Exercise directions: Arrange every line of the entries below as a numbered list, omitting any blank lines.

::::

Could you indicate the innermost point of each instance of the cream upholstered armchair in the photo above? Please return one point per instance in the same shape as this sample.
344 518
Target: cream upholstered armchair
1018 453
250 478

::::

Expected answer:
1. Could you indicate the innermost point of each instance of the cream upholstered armchair in the photo above? Please return one point per instance in the same shape as this sample.
2. 344 518
3. Target: cream upholstered armchair
4. 1018 453
5. 250 478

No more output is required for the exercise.